= What you have to do =
Scale the coordinates in the data from the line that has "Could you please point out the mountain" through the end of the data: copy every line in that span, the text lines included, and multiply each point coordinate by 1.1, rounding to whole numbers with halves going up.

= Record excerpts =
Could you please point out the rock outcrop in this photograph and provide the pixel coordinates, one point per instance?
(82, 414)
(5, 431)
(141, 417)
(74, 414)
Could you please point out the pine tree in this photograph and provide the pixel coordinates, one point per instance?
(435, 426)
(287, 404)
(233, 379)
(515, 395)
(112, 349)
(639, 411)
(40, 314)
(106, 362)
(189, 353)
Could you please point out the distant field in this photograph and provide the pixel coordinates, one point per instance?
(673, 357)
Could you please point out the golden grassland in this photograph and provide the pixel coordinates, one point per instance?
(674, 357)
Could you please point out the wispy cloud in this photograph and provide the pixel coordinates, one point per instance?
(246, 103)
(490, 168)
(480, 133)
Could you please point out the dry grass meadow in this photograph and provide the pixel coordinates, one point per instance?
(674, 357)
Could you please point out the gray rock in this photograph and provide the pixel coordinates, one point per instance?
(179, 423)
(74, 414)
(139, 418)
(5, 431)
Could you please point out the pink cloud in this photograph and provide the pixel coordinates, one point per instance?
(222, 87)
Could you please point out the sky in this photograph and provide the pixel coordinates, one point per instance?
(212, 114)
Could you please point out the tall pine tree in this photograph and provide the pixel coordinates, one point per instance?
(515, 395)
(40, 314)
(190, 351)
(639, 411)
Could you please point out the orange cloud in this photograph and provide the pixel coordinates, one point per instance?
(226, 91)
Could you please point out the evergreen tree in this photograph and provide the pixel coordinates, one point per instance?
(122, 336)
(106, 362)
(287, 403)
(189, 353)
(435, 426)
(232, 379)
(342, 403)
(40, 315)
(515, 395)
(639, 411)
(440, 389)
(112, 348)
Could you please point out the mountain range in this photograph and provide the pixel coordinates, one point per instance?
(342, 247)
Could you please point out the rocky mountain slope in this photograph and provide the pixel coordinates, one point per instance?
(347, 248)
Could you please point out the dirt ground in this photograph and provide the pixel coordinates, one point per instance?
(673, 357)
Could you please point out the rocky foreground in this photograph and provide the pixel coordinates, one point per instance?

= Exercise result =
Could you please point out the mountain range in this photograph and provide the pixel coordinates, one point per instance?
(376, 272)
Could you please point out the rocky mountain slope in this photograph and provide the pixel coordinates, one point per instance?
(382, 273)
Could you please point out the dirt ground in this photograph and provide the pixel coordinates, one point per instance?
(740, 393)
Could you please point out the rocky foreground in this photograph and provide the pixel coordinates, one point per instance?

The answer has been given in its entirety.